** OBJECTIVE 1 **
Extract the whole piece on Christmas in France word for word.

** GIVEN TEXT **
___

Christmas Around The World: France

We’re over half-way through our Christmas Around the World series and the next country to come under the festive spotlight is France.

If you have a bit of a sweet tooth, you’ll love this edition because in France they enjoy le Réveillon, which is a very long dinner held on Christmas Eve – instead of a big lunch on Christmas Day – crowned by a whopping 13 desserts (this is particularly prevalent in Provence, where we’ll be taking our food tour next year)! There is a religious significance to indulging in such a large number of desserts as they represent the 12 disciples and Jesus himself. The Christmas Eve version of this feast is called as le Réveillon de Noël, which is typically a time to celebrate with immediate family, and the New Year’s Eve variation, le Réveillon de la Saint Sylvestre, is more a time to invite the extended family and even friends. Foods served during le Réveillon are often luxurious and the best available, which can mean anything from lobster and foie gras, to oysters and meats not commonly eaten at other times throughout the year due to their extravagance.

___

** MATERIAL PROVIDED **
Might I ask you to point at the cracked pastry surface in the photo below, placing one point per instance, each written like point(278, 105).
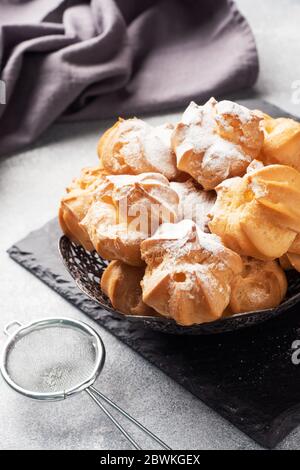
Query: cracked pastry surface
point(122, 285)
point(194, 203)
point(188, 273)
point(75, 204)
point(281, 142)
point(126, 210)
point(260, 285)
point(258, 215)
point(216, 141)
point(291, 259)
point(132, 146)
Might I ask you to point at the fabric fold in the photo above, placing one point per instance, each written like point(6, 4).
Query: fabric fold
point(95, 59)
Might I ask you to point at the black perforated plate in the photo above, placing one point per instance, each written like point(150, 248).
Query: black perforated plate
point(86, 268)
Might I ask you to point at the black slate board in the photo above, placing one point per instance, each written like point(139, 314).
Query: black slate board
point(247, 376)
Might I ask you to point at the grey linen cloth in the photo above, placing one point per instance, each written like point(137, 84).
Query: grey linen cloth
point(80, 59)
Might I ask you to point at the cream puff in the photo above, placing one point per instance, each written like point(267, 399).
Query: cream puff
point(216, 141)
point(189, 273)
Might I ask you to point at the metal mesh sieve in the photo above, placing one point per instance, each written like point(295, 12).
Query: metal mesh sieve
point(54, 358)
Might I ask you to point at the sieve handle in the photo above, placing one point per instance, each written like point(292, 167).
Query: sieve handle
point(8, 327)
point(130, 418)
point(113, 420)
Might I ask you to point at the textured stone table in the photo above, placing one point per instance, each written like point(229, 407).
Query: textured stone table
point(31, 183)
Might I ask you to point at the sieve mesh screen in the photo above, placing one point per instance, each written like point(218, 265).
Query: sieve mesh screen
point(51, 359)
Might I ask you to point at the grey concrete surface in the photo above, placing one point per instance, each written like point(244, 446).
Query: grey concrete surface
point(31, 184)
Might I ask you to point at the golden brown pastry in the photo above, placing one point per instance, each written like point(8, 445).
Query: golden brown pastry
point(126, 210)
point(188, 274)
point(194, 203)
point(282, 142)
point(291, 260)
point(260, 285)
point(132, 147)
point(216, 141)
point(122, 285)
point(259, 215)
point(76, 203)
point(87, 177)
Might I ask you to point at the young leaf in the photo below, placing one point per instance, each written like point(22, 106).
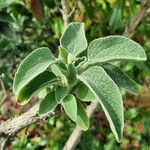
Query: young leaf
point(34, 64)
point(71, 75)
point(59, 73)
point(121, 79)
point(84, 93)
point(82, 118)
point(48, 103)
point(107, 93)
point(60, 93)
point(73, 38)
point(42, 80)
point(114, 48)
point(70, 106)
point(63, 53)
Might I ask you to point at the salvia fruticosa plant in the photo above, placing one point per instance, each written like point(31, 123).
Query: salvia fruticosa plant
point(79, 74)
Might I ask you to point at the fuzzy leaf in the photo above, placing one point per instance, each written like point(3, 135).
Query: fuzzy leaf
point(82, 118)
point(42, 80)
point(48, 103)
point(70, 106)
point(59, 73)
point(73, 38)
point(71, 75)
point(60, 93)
point(34, 64)
point(107, 93)
point(84, 93)
point(114, 48)
point(121, 79)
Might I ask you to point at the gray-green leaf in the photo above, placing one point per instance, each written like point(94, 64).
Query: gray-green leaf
point(121, 79)
point(114, 48)
point(108, 94)
point(34, 64)
point(70, 106)
point(71, 75)
point(73, 38)
point(42, 80)
point(48, 103)
point(82, 118)
point(84, 93)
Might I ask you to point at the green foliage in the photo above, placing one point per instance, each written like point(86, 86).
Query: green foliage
point(73, 39)
point(84, 93)
point(121, 79)
point(44, 79)
point(82, 118)
point(70, 106)
point(72, 69)
point(114, 48)
point(48, 103)
point(37, 62)
point(61, 93)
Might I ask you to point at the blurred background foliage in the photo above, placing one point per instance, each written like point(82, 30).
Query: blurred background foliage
point(29, 24)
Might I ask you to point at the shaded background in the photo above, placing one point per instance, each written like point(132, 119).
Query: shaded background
point(29, 24)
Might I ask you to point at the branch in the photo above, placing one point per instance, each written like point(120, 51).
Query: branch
point(143, 12)
point(66, 13)
point(9, 128)
point(74, 138)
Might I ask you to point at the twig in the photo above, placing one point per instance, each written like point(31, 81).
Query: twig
point(66, 13)
point(74, 138)
point(143, 12)
point(9, 128)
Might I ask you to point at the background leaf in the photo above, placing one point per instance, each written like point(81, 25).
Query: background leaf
point(107, 93)
point(73, 38)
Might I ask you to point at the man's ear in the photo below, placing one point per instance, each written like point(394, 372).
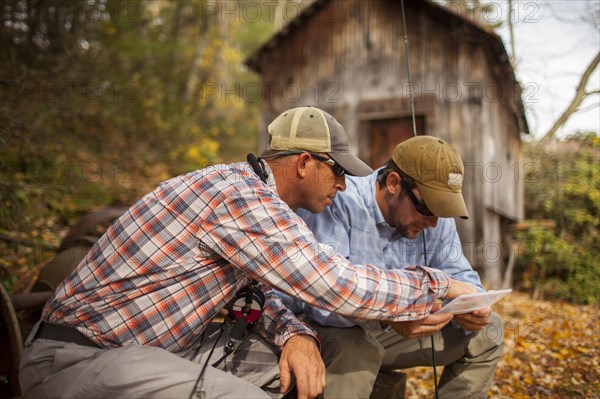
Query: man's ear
point(393, 183)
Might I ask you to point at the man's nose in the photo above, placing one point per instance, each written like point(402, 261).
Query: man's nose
point(431, 220)
point(340, 182)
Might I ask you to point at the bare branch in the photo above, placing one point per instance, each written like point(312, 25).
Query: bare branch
point(580, 95)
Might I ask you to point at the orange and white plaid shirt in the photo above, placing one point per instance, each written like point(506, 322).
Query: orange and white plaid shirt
point(164, 269)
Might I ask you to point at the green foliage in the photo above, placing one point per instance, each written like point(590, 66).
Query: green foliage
point(563, 259)
point(103, 99)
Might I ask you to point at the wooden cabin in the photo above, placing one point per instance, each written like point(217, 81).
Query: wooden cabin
point(349, 58)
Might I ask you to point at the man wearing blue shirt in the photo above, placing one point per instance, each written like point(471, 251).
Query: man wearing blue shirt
point(398, 216)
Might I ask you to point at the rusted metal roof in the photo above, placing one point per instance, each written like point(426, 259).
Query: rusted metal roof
point(492, 43)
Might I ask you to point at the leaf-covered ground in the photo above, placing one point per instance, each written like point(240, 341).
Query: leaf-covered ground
point(552, 350)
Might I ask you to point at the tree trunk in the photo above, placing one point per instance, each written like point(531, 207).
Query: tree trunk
point(580, 95)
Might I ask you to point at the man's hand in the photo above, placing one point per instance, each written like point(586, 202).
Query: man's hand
point(474, 321)
point(424, 327)
point(301, 357)
point(458, 288)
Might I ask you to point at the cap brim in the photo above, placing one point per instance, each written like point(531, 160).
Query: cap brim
point(351, 164)
point(444, 203)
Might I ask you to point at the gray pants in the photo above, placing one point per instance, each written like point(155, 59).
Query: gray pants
point(52, 369)
point(354, 356)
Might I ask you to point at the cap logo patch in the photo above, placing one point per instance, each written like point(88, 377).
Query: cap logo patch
point(455, 180)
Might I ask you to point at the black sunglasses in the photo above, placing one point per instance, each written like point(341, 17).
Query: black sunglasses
point(420, 206)
point(338, 170)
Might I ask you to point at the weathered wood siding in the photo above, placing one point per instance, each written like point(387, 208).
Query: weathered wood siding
point(350, 59)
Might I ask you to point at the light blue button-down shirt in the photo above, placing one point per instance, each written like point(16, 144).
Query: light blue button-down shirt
point(355, 228)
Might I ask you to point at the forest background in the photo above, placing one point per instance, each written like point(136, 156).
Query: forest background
point(103, 99)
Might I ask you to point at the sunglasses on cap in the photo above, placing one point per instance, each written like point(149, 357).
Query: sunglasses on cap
point(338, 170)
point(419, 205)
point(336, 167)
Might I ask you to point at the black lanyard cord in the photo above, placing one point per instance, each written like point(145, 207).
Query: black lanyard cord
point(200, 380)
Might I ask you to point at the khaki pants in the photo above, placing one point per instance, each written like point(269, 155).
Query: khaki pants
point(53, 369)
point(354, 356)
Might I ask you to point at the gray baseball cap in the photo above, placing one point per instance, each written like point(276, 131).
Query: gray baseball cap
point(314, 130)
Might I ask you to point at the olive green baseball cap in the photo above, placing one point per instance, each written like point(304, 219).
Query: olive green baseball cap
point(314, 130)
point(438, 170)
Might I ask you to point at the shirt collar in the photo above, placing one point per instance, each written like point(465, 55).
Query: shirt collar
point(366, 187)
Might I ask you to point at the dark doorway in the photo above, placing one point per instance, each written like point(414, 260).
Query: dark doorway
point(385, 134)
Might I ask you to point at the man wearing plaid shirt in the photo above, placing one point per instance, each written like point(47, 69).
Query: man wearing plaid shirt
point(133, 319)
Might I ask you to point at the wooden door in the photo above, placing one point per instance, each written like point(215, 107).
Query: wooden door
point(385, 134)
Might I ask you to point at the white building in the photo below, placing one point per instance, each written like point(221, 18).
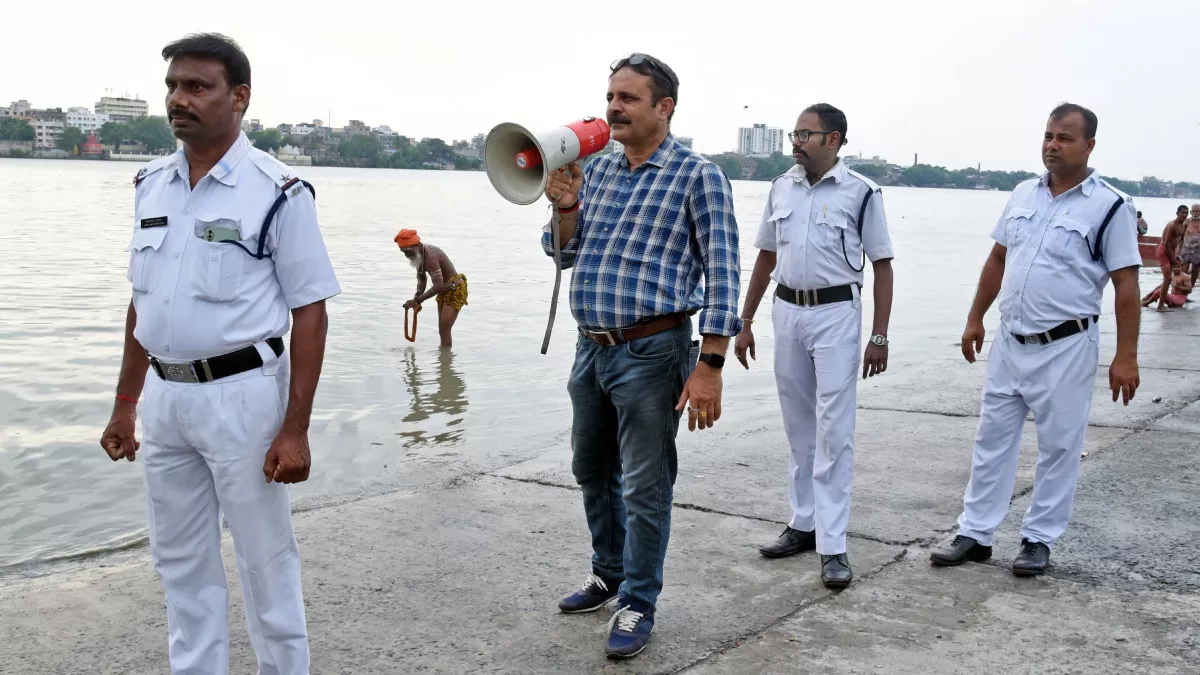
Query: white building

___

** OBJECTIVE 2 **
Copy verbatim the stretch of the entries from the line containing "Might I ask you to point at the shirt" through the end of the entries, and leave the picture out of your answer.

** CORRECT RESULT 1 **
Christmas Around The World: France

We’re over half-way through our Christmas Around the World series and the next country to come under the festive spotlight is France.

If you have a bit of a sweet tooth, you’ll love this edition because in France they enjoy le Réveillon, which is a very long dinner held on Christmas Eve – instead of a big lunch on Christmas Day – crowned by a whopping 13 desserts (this is particularly prevalent in Provence, where we’ll be taking our food tour next year)! There is a religious significance to indulging in such a large number of desserts as they represent the 12 disciples and Jesus himself. The Christmas Eve version of this feast is called as le Réveillon de Noël, which is typically a time to celebrate with immediate family, and the New Year’s Eve variation, le Réveillon de la Saint Sylvestre, is more a time to invite the extended family and even friends. Foods served during le Réveillon are often luxurious and the best available, which can mean anything from lobster and foie gras, to oysters and meats not commonly eaten at other times throughout the year due to their extravagance.

** CORRECT RESULT 2 **
Might I ask you to point at the shirt collar in the photo above, placing one point per instance, each written like point(465, 55).
Query: shirt collar
point(366, 187)
Might I ask you to point at the dark doorway in the photo above, placing one point per instance, each written like point(414, 260).
Query: dark doorway
point(385, 134)
Might I ask you to point at the man wearing plaid shirt in the photo above, placing one point per instance, each written like point(47, 69).
Query: man wearing plaid shirt
point(133, 319)
Might I ask you to point at the wooden door in the photo above, placing one point per instance, each written like point(215, 107).
Query: wooden door
point(385, 134)
Might I ask you to point at the white building in the photo below, placing one point per instance, each written like point(221, 18).
Query: white building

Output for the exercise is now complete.